● What you need to do: Could you repeat the entries below word for word, leaving nothing out?

● Source material:
******************************

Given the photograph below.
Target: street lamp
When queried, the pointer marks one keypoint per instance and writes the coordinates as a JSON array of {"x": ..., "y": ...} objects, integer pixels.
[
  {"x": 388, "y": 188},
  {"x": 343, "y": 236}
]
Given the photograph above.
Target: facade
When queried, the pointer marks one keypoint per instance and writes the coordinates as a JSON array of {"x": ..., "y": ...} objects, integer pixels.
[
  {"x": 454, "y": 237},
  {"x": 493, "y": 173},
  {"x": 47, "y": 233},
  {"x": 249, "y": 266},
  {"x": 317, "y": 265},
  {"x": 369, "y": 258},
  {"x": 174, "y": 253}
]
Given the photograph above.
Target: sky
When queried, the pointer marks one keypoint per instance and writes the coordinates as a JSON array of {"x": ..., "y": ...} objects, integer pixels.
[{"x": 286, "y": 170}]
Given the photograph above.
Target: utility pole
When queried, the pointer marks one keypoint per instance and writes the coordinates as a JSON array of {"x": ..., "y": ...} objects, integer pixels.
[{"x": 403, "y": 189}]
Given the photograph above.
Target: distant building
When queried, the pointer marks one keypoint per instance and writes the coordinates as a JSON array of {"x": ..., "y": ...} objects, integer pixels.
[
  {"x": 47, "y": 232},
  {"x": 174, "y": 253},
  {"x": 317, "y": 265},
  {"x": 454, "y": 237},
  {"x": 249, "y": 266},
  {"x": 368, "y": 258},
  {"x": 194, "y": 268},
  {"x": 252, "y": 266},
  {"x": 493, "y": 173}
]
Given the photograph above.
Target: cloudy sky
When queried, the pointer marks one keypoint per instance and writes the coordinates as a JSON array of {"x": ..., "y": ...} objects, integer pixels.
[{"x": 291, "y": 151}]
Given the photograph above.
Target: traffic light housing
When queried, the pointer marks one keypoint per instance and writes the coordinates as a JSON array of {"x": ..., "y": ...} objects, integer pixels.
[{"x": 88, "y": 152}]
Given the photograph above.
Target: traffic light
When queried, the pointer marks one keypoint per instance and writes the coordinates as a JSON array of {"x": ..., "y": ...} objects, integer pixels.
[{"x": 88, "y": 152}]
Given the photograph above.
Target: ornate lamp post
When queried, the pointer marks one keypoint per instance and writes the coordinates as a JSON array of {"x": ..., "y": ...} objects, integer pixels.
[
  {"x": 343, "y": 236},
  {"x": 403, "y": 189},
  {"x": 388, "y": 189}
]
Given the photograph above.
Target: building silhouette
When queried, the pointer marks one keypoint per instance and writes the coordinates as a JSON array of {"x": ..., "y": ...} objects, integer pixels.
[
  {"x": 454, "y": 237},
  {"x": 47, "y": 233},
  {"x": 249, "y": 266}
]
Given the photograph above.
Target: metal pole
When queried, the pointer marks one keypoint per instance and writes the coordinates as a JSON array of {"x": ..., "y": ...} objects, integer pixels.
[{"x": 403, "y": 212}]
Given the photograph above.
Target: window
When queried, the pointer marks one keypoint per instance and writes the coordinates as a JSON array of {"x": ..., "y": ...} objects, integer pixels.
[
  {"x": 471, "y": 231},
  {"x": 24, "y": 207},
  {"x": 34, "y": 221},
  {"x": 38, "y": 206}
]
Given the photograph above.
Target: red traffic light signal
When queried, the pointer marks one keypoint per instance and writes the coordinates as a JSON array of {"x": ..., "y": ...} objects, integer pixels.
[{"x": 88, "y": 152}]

******************************

● Answer:
Given the photograph below.
Target: street lamp
When queried, the pointer marks one keypoint per instance and writes the coordinates as a JSON array of {"x": ..., "y": ...} objects, integer pixels.
[
  {"x": 388, "y": 188},
  {"x": 343, "y": 236}
]
Given the photograph above.
Target: facade
When queried, the pointer marks one keypoint per instance and writes the coordinates as a JSON array of {"x": ..., "y": ...} objects, integer pixels.
[
  {"x": 454, "y": 237},
  {"x": 493, "y": 173},
  {"x": 47, "y": 233},
  {"x": 249, "y": 266},
  {"x": 317, "y": 265},
  {"x": 369, "y": 258},
  {"x": 174, "y": 253}
]
Given the photograph above.
Target: sky
When queried, the pointer marks one keypoint per instance and writes the coordinates as a JSON array of {"x": ..., "y": ...} objects, integer pixels.
[{"x": 286, "y": 170}]
Given the photograph above.
Target: utility pole
When queried, the pointer marks one keypoint per instance and writes the coordinates as a JSON array of {"x": ..., "y": ...} objects, integer pixels.
[{"x": 403, "y": 189}]
Given the photograph above.
Target: distant building
When queried, the pointer marks one keypoint per instance and writes the coordinates as a JSON array of {"x": ..., "y": ...} objects, integer pixels.
[
  {"x": 47, "y": 232},
  {"x": 174, "y": 253},
  {"x": 317, "y": 265},
  {"x": 454, "y": 237},
  {"x": 249, "y": 266},
  {"x": 368, "y": 258},
  {"x": 194, "y": 268},
  {"x": 252, "y": 266},
  {"x": 493, "y": 173}
]
Given the photograph above.
Target: cloudy sky
When queried, the pointer marks one keypoint per instance and writes the coordinates as a JSON array of {"x": ..., "y": ...} objects, integer pixels.
[{"x": 291, "y": 151}]
Given the photograph above.
Target: traffic light housing
When queried, the pointer marks one keypoint per instance and writes the coordinates as a JSON array of {"x": ..., "y": ...} objects, integer pixels.
[{"x": 88, "y": 152}]
Given the photograph above.
Target: traffic light
When queried, the pointer marks one keypoint per instance and writes the coordinates as a JSON array of {"x": ..., "y": ...} objects, integer pixels.
[{"x": 88, "y": 152}]
Given the photograph above.
Target: ornate lamp post
When queried, the pointer marks one keypoint per instance and writes the coordinates as a JSON array of {"x": ..., "y": ...} objects, integer pixels.
[
  {"x": 343, "y": 236},
  {"x": 403, "y": 189},
  {"x": 388, "y": 189}
]
Given the photograph above.
Target: building silhouette
When queried, the pointer marks one keypoint per instance and writes the coordinates as a JSON array of {"x": ..., "y": ...} objects, integer pixels.
[
  {"x": 454, "y": 237},
  {"x": 47, "y": 233},
  {"x": 249, "y": 266}
]
Given the photograph above.
Target: metal pole
When queried, the pointer marks one keypoint per instance and writes the coordinates as a JSON array of {"x": ..., "y": ...} objects, integer pixels.
[{"x": 403, "y": 212}]
Given the photograph above.
Target: window
When queried, the pointer marks one keypoint per instance and writes the coordinates as a JSON array of {"x": ..., "y": ...} objects, integer pixels.
[
  {"x": 471, "y": 231},
  {"x": 24, "y": 207},
  {"x": 34, "y": 221},
  {"x": 38, "y": 206}
]
Given the photograph above.
Target: red traffic light signal
When queried, the pointer marks one keypoint per instance and writes the coordinates as a JSON array of {"x": ..., "y": ...} objects, integer pixels.
[{"x": 88, "y": 152}]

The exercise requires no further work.